'''

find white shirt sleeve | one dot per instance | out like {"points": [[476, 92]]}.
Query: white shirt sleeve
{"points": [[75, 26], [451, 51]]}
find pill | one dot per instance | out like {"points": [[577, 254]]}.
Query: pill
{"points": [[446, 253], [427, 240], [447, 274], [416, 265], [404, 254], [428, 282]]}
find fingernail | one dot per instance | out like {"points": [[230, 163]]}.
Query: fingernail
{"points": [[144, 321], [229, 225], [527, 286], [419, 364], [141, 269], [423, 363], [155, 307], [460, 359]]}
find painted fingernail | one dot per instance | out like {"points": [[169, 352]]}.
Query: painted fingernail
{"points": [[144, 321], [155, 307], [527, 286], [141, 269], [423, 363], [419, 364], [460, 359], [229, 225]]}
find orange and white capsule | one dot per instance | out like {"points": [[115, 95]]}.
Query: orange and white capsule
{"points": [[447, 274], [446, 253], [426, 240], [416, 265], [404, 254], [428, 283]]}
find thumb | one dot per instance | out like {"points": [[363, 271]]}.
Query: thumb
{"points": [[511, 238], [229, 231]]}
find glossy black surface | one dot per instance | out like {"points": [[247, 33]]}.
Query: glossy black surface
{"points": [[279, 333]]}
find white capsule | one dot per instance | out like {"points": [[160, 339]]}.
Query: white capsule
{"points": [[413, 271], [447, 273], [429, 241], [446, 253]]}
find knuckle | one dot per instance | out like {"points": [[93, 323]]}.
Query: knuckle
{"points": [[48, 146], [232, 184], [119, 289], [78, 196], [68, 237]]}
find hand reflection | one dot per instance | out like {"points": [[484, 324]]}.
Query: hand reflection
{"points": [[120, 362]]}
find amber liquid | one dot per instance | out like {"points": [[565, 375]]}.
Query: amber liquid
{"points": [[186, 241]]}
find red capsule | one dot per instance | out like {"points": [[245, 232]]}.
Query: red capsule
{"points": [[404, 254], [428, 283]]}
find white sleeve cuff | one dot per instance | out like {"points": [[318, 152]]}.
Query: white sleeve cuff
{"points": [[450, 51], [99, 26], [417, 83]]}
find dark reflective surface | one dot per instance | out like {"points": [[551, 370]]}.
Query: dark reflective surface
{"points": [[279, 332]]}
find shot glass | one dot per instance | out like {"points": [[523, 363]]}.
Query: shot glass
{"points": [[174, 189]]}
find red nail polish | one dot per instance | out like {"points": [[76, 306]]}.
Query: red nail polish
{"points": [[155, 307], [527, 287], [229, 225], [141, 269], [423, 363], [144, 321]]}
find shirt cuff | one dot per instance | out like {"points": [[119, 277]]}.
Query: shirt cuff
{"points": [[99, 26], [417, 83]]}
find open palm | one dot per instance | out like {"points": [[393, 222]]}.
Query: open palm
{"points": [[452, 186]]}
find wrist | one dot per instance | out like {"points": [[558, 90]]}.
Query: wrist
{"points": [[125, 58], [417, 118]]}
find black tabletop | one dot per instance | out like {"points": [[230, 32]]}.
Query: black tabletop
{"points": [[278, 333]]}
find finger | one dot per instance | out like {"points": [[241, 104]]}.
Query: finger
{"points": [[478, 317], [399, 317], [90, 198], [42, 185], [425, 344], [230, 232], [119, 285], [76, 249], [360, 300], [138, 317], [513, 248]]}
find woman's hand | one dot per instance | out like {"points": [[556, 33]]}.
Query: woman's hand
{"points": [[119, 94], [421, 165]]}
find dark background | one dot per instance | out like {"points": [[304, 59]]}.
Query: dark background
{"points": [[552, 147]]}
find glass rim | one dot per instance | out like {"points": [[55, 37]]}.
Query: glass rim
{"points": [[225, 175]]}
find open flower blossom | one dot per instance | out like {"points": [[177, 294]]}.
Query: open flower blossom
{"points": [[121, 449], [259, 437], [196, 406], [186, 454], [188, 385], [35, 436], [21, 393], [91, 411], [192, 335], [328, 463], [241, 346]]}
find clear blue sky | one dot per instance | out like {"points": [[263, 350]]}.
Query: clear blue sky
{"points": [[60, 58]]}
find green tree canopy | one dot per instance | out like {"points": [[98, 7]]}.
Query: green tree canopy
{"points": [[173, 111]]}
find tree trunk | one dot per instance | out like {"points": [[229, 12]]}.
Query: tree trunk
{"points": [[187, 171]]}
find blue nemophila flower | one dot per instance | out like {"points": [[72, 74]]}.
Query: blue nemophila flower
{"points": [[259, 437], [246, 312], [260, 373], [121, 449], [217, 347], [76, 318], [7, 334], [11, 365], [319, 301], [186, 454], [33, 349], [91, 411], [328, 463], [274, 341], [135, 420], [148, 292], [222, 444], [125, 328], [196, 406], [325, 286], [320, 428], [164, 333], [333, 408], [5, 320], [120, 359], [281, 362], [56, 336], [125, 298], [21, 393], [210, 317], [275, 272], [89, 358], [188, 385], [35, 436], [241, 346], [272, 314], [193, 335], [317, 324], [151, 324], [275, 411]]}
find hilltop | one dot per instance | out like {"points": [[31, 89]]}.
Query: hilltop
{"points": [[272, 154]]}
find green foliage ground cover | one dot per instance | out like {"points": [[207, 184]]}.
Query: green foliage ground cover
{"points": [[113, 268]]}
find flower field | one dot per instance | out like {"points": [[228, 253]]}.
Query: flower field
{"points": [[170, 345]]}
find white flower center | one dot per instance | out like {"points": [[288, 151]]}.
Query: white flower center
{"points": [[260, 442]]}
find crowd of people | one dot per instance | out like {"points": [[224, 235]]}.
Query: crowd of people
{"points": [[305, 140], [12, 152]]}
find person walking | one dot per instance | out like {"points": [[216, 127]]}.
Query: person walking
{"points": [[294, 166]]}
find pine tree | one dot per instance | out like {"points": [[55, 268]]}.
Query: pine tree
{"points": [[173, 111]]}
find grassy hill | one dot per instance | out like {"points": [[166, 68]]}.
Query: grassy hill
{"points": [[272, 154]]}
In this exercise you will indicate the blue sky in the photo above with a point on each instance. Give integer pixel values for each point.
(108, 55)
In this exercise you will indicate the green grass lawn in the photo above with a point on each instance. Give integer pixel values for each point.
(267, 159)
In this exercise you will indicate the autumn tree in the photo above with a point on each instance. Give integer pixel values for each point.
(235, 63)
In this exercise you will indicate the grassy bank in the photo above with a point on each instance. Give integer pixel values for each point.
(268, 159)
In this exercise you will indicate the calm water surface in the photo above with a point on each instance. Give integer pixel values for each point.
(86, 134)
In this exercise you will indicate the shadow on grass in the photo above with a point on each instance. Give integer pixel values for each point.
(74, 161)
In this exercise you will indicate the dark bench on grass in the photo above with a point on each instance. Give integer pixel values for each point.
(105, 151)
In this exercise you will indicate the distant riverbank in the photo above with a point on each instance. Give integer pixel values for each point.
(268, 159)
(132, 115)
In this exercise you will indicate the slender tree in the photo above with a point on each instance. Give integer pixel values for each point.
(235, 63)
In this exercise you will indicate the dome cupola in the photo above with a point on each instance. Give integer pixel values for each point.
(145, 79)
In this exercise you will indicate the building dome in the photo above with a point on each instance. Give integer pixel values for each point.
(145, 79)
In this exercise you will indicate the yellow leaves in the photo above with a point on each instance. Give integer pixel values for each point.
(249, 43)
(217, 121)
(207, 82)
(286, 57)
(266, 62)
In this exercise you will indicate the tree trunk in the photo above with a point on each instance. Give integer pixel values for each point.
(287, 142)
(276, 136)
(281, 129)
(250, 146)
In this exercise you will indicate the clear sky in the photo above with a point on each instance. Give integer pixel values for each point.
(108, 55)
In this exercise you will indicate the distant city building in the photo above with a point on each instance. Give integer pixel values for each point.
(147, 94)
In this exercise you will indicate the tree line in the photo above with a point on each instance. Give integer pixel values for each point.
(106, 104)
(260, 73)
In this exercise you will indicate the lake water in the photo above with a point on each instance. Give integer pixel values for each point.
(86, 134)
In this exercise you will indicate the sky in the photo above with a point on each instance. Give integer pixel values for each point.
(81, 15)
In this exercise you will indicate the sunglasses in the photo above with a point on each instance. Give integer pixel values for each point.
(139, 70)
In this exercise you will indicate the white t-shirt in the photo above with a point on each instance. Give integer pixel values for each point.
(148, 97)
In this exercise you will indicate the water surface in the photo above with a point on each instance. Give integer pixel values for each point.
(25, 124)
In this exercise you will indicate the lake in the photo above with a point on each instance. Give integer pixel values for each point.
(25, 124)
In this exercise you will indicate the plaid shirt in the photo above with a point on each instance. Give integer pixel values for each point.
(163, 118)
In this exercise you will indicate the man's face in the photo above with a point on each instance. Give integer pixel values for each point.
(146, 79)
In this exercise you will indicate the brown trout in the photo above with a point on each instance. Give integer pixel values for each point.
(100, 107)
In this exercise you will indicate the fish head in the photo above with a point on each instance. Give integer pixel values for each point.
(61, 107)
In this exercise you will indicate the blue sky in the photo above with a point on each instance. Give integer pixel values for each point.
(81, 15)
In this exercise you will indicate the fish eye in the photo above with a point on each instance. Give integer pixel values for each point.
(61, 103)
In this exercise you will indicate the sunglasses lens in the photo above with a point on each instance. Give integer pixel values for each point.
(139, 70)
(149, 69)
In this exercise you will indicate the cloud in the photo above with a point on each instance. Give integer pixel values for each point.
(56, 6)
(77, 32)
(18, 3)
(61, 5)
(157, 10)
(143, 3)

'''

_Task to carry out_
Reproduce nothing but the lines from the line containing "In this exercise you will indicate the fish head" to the last line of the data, each exactly as written.

_Answer for the task_
In this exercise you will indicate the fish head in the photo above with a point on each instance. Give integer pixel values for each point.
(61, 107)
In this exercise you will indicate the blue sky in the photo above with a point on each instance. Give integer pixel values for each point.
(81, 15)
In this exercise you will indicate the fish eye in the photo above with a point on each instance. Give integer pixel values for each point.
(61, 103)
In this exercise you will indicate the sunglasses lens in the photo above with a point on each instance. Give integer pixel values for each point.
(139, 70)
(149, 69)
In this exercise you will indicate the cloud in the photo above with a point on each instance. Give integer pixel values for each point.
(56, 6)
(77, 32)
(18, 3)
(61, 5)
(157, 10)
(143, 3)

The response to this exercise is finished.